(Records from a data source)
● ● ● ●

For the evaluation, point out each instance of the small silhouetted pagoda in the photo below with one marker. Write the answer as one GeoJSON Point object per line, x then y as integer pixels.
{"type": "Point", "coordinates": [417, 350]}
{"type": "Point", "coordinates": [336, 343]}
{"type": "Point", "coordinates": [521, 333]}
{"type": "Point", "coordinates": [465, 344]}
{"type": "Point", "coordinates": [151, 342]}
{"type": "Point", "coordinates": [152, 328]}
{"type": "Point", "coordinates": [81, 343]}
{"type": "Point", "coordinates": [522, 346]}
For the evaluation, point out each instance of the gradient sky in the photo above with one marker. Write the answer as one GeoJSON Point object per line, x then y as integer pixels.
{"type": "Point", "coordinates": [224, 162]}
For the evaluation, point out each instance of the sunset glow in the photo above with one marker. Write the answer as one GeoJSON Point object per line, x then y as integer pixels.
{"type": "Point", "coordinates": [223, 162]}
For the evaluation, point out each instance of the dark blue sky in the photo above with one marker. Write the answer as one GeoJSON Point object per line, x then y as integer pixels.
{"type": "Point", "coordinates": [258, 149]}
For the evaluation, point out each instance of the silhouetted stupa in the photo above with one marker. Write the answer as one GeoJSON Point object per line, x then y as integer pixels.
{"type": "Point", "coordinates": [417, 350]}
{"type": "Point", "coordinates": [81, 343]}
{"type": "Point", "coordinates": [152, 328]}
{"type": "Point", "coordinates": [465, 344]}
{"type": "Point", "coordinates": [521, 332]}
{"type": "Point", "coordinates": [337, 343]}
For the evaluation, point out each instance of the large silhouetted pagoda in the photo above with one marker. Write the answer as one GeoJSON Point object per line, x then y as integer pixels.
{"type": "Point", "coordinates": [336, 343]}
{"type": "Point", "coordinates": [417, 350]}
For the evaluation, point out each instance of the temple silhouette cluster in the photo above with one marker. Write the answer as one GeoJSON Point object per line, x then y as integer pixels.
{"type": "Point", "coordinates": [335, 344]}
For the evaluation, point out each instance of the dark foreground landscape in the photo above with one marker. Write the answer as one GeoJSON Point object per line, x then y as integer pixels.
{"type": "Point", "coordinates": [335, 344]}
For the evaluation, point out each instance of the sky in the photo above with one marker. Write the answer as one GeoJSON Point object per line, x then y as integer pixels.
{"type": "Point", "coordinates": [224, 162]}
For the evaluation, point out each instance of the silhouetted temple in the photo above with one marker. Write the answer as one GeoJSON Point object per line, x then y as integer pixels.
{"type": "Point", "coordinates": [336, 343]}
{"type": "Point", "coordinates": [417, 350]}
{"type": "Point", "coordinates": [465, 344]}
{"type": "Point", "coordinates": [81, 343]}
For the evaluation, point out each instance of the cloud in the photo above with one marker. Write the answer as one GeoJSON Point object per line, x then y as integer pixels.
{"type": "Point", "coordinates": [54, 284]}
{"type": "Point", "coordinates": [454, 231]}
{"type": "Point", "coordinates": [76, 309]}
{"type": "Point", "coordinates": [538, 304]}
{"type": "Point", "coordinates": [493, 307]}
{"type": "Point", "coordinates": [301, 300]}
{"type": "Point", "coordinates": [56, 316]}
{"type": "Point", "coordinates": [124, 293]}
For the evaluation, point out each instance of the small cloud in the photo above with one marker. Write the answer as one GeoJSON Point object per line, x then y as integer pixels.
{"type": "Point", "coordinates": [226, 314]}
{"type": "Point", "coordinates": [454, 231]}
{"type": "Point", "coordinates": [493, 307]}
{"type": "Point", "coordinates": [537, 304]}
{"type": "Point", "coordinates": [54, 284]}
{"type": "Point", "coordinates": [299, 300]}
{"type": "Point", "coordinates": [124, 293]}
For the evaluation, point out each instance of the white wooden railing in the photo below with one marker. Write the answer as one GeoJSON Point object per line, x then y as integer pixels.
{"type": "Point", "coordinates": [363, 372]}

● ● ● ●

§ Instruction:
Render the rows above as a two-column CSV with the headers text and answer, one line for each row. Put the row's text and its answer each in a single quoted field, and turn any line breaks into spaces.

§ The output:
text,answer
"For the evaluation, point out each instance of the small silhouetted pagoda in the photo below with one marker. Write the answer as one GeoJSON Point object per line, x then y as integer pixels.","{""type"": ""Point"", ""coordinates"": [417, 350]} {""type"": ""Point"", ""coordinates"": [336, 343]} {""type"": ""Point"", ""coordinates"": [521, 333]} {""type"": ""Point"", ""coordinates"": [465, 344]} {""type"": ""Point"", ""coordinates"": [151, 342]} {""type"": ""Point"", ""coordinates"": [152, 328]} {""type"": ""Point"", ""coordinates"": [81, 343]} {""type"": ""Point"", ""coordinates"": [522, 346]}"
"For the evaluation, point out each instance of the gradient sky in the photo above with one marker. Write the answer as one GeoJSON Point object per line, x then y as integer pixels.","{""type"": ""Point"", ""coordinates"": [224, 162]}"
"For the evaluation, point out each instance of the sunset glow in the photo above with one marker. Write the answer as one GeoJSON Point object per line, x then y as integer pixels.","{""type"": ""Point"", ""coordinates"": [223, 162]}"
"For the evaluation, point out each instance of the dark blue sky in the photo above with one marker. Write the answer as one GeoJSON Point object per line, x then y as integer pixels.","{""type"": ""Point"", ""coordinates"": [258, 149]}"
"For the evaluation, point out each instance of the silhouetted stupa in the photo above with one marker. Write the answer as one GeoJSON Point object per line, x then y as integer pixels.","{""type"": ""Point"", ""coordinates"": [417, 350]} {""type"": ""Point"", ""coordinates"": [81, 343]} {""type"": ""Point"", ""coordinates"": [152, 328]} {""type"": ""Point"", ""coordinates"": [465, 344]} {""type"": ""Point"", ""coordinates"": [521, 332]} {""type"": ""Point"", ""coordinates"": [337, 343]}"
"For the evaluation, point out each instance of the large silhouetted pagoda in the photo above with one marker. Write the answer as one GeoJSON Point object per line, x then y as integer pixels.","{""type"": ""Point"", ""coordinates"": [336, 343]} {""type"": ""Point"", ""coordinates"": [417, 350]}"
"For the evaluation, point out each instance of the temple silhouette cluster in the photo above with one marker. Write the answer as one GeoJSON Point object per line, x then y as integer pixels.","{""type"": ""Point"", ""coordinates"": [335, 344]}"
"For the evaluation, point out each instance of the dark foreground landscape in the photo above with one marker. Write the answer as one GeoJSON Point object per line, x then y as integer pixels.","{""type"": ""Point"", ""coordinates"": [335, 344]}"
"For the evaluation, point out each instance of the sky in the photo above with one marker. Write the answer as one GeoJSON Point object per line, x then y as integer pixels.","{""type"": ""Point"", ""coordinates"": [224, 162]}"
"For the evaluation, point out each instance of the silhouetted temple in the photo above with one marker. Write the answer as one GeoJSON Point object per line, x then y as integer pixels.","{""type"": ""Point"", ""coordinates"": [336, 343]} {""type"": ""Point"", ""coordinates"": [417, 350]} {""type"": ""Point"", ""coordinates"": [465, 344]} {""type"": ""Point"", ""coordinates"": [81, 343]}"
"For the evaluation, point out each instance of the cloud in the photo above with one marker. Write the answer as one GeoJSON Point object per line, x then y as integer pixels.","{""type"": ""Point"", ""coordinates"": [54, 284]} {""type"": ""Point"", ""coordinates"": [454, 231]} {""type"": ""Point"", ""coordinates"": [76, 309]} {""type"": ""Point"", ""coordinates"": [538, 304]} {""type"": ""Point"", ""coordinates"": [493, 307]} {""type"": ""Point"", ""coordinates"": [301, 300]} {""type"": ""Point"", ""coordinates"": [56, 316]} {""type"": ""Point"", ""coordinates"": [124, 293]}"
"For the evaluation, point out each instance of the small cloud in the photo above with one marker. Write the answer as one GeoJSON Point object per line, x then y as integer pixels.","{""type"": ""Point"", ""coordinates"": [226, 314]} {""type"": ""Point"", ""coordinates"": [454, 231]} {""type"": ""Point"", ""coordinates"": [493, 307]} {""type"": ""Point"", ""coordinates"": [537, 304]} {""type"": ""Point"", ""coordinates"": [54, 284]} {""type"": ""Point"", ""coordinates"": [299, 300]} {""type"": ""Point"", ""coordinates"": [124, 293]}"
"For the evaluation, point out each instance of the white wooden railing in the photo below with one marker. Write the answer as one GeoJSON Point object per line, x then y as integer pixels.","{""type"": ""Point"", ""coordinates"": [363, 372]}"